*Text section*.
The Jimi Hendrix Experience
(Image credit: K & K Ulf Kruger OHG / Getty Images)

Abandoning the traditional rock-bio format, Mick Wall’s book Two Riders Were Approaching: The Life & Death of Jimi Hendrix is a psychedelic exploration of the life and death of Jimi Hendrix. In this exclusive extract we find Jimi at the peak of his powers.

Two Riders Were Approaching: The Life & Death of Jimi Hendrix by Mick Wall is available now.

"More than 3,000 youngsters attended two houses at the Coventry Theatre. He can play guitar with his teeth, lying on the stage, or behind his back – and do it better than most in a more conventional position. The result was a stunning, completely individual performance, which included hits like Hey Joe, The Wind Cries Mary and Purple Haze, and the wildest version yet of Wild Thing

"But the teenagers who stood on their seats for Jimi Hendrix were unmoved – and I guess somewhat bewildered – by the Pink Floyd, a group for whom the new wave is more of a spring tide." Coventry Evening Telegraph, November 20,1967

Can you even fucking begin to imagine, man?

*Data provided*.
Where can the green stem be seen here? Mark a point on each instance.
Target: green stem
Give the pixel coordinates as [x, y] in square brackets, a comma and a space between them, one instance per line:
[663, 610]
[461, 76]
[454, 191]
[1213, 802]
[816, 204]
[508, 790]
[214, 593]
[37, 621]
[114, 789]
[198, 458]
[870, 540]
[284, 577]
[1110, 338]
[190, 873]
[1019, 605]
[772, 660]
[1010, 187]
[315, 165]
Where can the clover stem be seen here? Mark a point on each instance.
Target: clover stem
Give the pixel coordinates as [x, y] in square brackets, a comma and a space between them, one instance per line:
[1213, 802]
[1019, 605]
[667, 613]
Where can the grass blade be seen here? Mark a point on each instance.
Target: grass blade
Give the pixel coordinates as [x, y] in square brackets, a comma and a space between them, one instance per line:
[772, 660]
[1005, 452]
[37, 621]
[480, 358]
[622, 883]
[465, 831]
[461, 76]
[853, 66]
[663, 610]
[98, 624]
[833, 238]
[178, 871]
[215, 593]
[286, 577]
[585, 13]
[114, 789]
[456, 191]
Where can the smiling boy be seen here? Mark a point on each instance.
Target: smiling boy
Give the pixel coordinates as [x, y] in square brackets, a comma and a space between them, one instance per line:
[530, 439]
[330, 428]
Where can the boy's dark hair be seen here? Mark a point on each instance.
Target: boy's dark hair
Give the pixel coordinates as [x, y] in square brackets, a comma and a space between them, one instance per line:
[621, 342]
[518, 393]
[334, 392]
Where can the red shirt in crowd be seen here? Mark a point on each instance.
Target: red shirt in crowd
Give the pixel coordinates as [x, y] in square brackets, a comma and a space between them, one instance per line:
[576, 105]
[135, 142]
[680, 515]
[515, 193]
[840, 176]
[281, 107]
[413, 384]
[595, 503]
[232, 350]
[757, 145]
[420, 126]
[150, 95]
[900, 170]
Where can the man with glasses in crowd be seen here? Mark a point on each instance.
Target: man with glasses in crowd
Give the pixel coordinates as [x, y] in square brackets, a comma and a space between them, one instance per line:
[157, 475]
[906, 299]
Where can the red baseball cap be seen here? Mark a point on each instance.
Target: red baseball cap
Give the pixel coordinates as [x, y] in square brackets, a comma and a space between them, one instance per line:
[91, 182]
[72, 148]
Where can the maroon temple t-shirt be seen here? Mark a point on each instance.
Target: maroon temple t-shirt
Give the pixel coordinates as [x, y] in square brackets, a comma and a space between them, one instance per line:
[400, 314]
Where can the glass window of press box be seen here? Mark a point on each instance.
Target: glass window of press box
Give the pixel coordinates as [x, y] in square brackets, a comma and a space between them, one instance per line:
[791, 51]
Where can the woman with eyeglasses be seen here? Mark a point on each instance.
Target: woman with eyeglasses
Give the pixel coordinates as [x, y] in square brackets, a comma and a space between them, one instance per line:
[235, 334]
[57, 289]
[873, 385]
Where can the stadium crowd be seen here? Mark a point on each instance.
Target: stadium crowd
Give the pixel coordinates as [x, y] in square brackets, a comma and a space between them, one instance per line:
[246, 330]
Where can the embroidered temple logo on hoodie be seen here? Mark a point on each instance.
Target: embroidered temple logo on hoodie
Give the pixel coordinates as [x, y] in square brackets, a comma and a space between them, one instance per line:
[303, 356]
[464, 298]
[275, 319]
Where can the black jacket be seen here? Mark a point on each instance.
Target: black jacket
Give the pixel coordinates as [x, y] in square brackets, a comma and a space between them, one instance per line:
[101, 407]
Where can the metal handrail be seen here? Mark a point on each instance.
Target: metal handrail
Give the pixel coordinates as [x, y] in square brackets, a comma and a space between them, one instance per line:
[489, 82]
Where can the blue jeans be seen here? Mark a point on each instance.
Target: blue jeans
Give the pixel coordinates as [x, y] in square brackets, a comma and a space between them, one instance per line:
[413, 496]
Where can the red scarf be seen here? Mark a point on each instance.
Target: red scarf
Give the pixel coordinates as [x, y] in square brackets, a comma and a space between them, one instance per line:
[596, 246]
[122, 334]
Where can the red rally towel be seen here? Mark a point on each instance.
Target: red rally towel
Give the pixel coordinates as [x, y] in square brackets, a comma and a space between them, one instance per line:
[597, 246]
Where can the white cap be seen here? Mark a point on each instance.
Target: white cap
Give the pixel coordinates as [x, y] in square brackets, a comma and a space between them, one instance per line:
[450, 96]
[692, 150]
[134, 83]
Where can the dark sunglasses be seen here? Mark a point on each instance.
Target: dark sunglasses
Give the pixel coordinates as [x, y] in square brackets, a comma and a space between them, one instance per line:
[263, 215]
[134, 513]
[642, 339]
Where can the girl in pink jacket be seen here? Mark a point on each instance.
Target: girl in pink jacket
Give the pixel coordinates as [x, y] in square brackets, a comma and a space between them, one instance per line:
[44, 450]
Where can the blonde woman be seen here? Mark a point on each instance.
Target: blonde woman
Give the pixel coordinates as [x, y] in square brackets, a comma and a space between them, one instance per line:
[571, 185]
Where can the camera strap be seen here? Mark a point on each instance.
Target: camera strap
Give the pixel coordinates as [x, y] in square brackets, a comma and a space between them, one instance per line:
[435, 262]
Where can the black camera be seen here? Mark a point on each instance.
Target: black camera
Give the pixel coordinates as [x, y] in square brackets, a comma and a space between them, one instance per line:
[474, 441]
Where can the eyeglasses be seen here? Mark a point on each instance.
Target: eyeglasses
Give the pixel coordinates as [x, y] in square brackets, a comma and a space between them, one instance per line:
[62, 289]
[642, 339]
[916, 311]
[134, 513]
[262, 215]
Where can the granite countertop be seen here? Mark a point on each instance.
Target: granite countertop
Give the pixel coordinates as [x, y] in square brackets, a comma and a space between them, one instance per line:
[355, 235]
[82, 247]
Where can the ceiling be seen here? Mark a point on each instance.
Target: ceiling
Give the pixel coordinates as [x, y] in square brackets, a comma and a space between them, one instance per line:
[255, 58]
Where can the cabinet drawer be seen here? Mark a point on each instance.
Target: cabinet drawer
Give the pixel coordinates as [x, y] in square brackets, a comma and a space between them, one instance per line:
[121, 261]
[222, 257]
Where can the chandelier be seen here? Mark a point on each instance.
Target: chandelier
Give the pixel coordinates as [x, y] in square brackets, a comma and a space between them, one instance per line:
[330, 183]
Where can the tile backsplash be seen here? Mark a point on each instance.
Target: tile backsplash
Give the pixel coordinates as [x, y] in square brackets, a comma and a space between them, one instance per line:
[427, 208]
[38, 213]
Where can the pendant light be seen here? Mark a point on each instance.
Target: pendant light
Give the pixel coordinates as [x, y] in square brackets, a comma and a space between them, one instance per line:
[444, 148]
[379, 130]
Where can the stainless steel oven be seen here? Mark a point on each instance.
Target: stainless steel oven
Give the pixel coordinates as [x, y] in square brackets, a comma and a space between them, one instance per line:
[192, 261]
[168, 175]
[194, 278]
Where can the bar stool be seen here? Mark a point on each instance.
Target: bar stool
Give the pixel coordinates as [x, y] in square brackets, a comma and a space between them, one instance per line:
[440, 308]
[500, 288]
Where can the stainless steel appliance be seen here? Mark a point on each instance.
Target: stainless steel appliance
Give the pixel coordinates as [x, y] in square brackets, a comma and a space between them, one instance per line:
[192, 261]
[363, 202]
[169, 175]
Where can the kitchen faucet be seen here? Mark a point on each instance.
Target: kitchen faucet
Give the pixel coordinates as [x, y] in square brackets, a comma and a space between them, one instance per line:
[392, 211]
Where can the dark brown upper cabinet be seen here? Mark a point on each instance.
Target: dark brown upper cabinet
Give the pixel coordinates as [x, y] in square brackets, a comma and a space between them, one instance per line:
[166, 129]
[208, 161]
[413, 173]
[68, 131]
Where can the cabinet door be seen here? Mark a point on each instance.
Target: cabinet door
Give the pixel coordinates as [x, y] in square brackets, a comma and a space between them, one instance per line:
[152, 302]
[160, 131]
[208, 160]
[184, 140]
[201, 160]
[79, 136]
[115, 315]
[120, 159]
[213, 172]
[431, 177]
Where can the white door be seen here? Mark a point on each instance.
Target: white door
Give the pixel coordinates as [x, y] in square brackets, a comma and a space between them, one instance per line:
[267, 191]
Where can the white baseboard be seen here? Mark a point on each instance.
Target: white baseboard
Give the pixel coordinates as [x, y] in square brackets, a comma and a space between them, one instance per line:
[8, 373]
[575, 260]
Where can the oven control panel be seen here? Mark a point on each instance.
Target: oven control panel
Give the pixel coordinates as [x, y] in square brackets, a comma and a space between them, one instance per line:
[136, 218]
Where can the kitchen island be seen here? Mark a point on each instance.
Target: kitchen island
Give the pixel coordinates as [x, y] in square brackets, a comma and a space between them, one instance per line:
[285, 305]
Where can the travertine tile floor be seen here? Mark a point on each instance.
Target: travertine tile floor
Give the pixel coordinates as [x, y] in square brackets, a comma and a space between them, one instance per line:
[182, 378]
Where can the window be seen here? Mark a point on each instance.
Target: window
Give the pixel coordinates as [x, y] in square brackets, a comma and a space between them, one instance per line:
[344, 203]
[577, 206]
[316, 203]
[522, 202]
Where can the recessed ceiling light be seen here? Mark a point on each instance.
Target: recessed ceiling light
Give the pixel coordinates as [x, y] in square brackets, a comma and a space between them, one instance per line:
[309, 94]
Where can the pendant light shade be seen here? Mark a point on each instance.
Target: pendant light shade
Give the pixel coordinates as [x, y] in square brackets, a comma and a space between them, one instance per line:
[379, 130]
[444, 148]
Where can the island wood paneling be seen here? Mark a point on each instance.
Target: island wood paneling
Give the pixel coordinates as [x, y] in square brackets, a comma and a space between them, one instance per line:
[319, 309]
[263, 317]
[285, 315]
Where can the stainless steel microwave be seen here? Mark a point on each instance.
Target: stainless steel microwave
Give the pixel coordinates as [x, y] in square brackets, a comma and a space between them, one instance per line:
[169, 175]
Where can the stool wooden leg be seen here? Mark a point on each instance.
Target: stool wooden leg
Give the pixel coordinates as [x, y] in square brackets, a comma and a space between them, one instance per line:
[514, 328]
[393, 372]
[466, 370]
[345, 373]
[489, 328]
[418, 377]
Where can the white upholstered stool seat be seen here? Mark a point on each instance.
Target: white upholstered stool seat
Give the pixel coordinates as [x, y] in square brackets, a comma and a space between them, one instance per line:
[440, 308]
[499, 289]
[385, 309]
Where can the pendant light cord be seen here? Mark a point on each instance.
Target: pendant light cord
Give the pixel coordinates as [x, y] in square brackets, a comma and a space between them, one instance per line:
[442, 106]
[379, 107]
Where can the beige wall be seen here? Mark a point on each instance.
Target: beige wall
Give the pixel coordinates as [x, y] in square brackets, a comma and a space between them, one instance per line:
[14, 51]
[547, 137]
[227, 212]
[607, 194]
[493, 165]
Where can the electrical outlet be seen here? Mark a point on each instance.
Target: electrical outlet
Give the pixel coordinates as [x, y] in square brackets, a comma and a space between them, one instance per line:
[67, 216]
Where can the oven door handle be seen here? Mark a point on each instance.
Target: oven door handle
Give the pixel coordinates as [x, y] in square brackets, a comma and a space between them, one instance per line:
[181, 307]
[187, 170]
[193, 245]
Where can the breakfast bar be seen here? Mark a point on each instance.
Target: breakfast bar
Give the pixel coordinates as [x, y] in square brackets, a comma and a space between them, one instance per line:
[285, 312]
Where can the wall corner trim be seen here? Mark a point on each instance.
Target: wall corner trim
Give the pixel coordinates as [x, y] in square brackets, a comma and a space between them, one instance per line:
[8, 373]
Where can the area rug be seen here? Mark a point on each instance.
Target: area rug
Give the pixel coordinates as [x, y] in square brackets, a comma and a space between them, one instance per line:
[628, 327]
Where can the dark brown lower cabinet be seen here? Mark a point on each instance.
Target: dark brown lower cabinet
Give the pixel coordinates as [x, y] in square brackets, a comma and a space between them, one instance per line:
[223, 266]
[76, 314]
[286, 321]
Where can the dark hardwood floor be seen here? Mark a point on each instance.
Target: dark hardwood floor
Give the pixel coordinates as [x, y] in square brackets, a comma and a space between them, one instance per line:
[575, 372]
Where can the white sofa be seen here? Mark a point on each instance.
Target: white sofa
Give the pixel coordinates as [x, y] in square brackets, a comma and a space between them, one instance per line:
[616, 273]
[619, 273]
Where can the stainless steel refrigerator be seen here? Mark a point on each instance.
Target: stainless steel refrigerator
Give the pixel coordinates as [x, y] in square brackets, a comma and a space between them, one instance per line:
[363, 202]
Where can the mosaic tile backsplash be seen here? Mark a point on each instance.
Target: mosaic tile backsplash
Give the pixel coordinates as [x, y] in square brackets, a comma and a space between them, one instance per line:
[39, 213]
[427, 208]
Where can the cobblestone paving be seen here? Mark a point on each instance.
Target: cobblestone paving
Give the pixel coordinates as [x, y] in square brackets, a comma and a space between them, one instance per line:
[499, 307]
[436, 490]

*Short task 1*. List every song title the Hendrix text names as part of the Coventry Theatre performance.
*Short task 2*. According to the Hendrix text, how many youngsters attended the two houses at the Coventry Theatre?
The rows have no connection to the Hendrix text.

*Answer 1*. Hey Joe, The Wind Cries Mary, Purple Haze, Wild Thing

*Answer 2*. More than 3,000.